**MATERIAL SHOWN:**
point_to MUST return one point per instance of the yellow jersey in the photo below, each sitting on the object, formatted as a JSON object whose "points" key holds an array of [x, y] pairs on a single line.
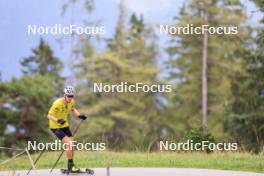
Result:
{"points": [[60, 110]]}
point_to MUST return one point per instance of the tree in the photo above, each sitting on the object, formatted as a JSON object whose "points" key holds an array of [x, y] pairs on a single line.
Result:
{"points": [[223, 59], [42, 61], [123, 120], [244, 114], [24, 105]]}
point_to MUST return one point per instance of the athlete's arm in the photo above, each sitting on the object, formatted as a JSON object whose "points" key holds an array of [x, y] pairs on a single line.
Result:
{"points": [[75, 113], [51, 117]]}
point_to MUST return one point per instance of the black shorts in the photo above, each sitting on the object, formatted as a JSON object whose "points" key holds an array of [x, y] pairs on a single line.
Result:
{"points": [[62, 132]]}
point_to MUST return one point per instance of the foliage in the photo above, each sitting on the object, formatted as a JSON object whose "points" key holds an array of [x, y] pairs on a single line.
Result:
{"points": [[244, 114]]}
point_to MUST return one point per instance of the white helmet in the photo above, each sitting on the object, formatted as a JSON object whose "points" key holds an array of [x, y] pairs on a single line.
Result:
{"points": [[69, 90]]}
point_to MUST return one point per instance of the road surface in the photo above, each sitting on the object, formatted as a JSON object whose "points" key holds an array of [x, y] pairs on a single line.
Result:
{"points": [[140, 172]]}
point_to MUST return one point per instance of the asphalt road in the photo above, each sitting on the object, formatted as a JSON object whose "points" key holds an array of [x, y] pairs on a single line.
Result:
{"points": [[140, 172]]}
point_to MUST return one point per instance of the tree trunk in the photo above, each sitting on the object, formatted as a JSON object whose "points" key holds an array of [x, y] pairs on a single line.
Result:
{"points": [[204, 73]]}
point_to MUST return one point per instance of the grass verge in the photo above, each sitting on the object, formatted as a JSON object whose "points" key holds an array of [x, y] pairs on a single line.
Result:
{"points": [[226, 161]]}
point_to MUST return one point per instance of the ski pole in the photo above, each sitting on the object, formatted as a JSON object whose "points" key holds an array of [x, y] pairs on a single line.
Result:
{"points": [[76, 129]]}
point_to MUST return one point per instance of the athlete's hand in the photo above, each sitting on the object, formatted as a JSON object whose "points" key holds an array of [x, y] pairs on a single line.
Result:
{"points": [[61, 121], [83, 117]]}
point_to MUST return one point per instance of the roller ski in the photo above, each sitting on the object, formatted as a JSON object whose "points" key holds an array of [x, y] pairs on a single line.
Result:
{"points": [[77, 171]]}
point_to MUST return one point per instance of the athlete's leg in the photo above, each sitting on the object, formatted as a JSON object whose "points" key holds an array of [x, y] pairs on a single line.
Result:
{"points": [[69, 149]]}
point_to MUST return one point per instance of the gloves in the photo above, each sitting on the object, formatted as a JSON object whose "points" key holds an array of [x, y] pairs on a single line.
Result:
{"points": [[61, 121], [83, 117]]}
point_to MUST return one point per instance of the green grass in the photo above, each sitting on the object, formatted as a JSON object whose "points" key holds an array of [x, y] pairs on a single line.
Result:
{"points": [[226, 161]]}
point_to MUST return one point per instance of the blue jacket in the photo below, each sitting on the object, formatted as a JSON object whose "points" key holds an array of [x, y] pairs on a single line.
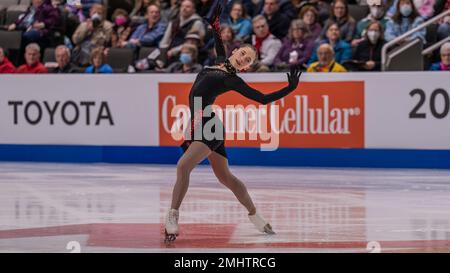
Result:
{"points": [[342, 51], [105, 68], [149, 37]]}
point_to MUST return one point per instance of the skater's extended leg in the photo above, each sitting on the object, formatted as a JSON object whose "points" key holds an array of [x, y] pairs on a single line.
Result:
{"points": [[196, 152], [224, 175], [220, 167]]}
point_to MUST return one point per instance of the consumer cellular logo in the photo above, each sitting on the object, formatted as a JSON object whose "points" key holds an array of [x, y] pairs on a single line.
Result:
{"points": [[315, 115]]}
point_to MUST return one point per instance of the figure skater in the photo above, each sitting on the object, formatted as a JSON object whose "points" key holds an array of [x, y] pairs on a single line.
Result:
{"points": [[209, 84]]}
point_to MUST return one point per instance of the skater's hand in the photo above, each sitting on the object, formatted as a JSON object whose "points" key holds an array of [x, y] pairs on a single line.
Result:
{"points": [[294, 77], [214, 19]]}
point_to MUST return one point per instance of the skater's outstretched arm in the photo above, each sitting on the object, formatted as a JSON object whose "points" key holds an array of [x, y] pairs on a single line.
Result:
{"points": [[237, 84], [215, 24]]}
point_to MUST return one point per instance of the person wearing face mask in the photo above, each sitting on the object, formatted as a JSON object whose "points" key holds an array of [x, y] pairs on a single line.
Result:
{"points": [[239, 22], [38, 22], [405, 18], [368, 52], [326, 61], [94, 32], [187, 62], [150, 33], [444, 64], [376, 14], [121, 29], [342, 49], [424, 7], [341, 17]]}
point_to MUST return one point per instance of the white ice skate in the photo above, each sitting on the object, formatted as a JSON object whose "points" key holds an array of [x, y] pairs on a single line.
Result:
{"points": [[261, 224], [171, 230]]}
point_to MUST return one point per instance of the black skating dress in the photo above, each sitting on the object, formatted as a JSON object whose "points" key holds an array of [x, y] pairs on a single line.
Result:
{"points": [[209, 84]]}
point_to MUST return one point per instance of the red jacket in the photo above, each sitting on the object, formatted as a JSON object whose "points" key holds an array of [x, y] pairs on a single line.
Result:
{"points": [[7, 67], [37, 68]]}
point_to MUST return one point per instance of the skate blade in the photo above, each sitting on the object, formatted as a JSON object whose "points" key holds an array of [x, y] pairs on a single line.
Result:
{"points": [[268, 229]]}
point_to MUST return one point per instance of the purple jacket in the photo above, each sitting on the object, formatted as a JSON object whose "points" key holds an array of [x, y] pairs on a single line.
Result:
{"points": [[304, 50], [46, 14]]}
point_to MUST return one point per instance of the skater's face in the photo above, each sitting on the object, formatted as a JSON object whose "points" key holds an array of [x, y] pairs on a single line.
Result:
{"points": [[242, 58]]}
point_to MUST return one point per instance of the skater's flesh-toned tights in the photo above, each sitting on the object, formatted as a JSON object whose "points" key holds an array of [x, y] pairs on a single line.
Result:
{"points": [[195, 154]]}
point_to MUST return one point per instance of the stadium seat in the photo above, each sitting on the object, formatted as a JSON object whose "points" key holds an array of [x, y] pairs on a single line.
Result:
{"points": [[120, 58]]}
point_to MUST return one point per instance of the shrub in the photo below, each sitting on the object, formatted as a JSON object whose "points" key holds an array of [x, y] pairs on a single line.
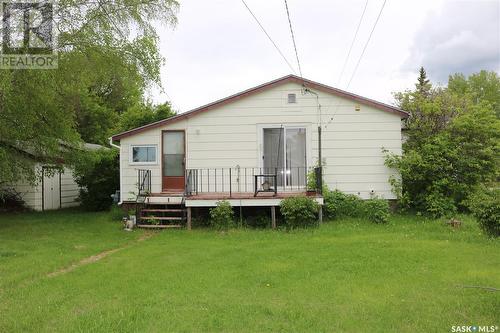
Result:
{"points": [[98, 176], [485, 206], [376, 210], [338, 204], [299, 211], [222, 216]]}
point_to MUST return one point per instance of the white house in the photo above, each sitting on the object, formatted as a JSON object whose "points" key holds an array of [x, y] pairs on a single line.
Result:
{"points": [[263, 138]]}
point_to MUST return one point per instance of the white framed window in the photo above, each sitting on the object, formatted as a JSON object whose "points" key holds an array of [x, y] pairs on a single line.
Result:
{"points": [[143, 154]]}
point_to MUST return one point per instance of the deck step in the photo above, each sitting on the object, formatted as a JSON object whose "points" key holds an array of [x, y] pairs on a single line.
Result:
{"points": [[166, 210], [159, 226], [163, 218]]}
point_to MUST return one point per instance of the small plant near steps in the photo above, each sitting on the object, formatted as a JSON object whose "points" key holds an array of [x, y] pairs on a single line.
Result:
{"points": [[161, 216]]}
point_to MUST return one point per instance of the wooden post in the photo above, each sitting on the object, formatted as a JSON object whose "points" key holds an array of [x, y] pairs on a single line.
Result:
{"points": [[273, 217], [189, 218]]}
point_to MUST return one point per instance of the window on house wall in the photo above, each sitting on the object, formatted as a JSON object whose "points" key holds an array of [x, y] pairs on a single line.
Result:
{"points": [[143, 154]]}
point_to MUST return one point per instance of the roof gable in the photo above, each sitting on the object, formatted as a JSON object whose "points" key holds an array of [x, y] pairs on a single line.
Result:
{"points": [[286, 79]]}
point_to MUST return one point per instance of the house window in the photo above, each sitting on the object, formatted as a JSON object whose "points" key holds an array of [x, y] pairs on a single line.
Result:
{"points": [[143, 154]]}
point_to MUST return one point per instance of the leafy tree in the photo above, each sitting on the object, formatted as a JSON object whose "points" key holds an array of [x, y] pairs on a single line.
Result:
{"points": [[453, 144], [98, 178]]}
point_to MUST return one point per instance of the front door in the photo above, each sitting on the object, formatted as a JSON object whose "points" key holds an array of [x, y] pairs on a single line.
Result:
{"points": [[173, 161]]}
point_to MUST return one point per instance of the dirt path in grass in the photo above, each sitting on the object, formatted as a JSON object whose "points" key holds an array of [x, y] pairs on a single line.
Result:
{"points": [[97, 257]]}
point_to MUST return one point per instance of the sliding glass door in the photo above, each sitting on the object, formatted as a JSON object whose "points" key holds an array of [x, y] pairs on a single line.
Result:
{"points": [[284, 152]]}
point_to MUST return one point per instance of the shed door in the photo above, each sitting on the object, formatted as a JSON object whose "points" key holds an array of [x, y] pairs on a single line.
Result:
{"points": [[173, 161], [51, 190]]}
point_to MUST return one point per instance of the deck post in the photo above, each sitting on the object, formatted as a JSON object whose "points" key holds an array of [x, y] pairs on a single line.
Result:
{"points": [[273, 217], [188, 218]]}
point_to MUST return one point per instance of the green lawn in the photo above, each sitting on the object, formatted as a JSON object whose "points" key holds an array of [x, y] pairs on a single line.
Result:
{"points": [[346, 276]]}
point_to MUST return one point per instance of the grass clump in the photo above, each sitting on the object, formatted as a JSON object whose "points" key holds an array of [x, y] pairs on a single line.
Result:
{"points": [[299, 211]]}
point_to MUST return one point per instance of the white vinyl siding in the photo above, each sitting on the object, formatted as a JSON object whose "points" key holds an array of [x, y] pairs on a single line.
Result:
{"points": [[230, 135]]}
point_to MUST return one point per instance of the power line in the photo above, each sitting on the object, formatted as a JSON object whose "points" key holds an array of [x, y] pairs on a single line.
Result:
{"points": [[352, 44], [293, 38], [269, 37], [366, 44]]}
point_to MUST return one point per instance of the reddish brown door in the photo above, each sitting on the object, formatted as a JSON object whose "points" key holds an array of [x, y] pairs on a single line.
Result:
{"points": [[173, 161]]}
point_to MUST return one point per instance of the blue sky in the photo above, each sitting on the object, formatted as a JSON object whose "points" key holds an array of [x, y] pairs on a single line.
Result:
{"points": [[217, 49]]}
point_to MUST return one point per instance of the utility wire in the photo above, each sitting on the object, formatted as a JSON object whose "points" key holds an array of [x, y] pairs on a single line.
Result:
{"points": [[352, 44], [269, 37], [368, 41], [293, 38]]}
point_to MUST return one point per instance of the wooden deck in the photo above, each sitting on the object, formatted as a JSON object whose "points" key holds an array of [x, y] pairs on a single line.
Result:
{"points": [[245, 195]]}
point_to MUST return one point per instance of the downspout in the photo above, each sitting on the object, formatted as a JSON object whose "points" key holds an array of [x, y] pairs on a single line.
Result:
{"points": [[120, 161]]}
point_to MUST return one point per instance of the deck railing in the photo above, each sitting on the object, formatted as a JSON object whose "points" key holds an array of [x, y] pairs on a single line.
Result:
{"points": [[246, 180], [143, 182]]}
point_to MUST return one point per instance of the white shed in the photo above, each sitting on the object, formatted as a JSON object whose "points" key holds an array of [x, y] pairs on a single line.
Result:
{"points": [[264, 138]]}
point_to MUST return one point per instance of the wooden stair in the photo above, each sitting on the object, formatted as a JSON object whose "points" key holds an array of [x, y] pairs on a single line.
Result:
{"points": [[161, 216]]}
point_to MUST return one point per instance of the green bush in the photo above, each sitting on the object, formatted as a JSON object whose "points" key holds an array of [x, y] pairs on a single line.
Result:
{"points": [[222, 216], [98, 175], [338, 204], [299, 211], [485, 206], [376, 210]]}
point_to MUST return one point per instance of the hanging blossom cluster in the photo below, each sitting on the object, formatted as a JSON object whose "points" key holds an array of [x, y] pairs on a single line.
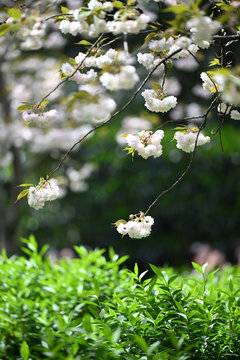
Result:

**THE PROBLEM:** If a line in the material contains "house", show it.

**RESPONSE AREA:**
point_to MUST return one point per instance of the white house in the photo above, each sitting on the object, formatted as a JSON object whose "points" key holds an array of [x, y] pairs on a single line.
point_to MUST return one point per instance of the window on house wall in the photo above, each sitting on the object, formatted as a JSON object whose "points" key holds an array of [x, y] pairs on a single line.
point_to MUST return one point per instance of the house window in the photo above, each sitting on the object, formatted as a JSON object whose "points" key holds an array of [x, y] pairs on a single line.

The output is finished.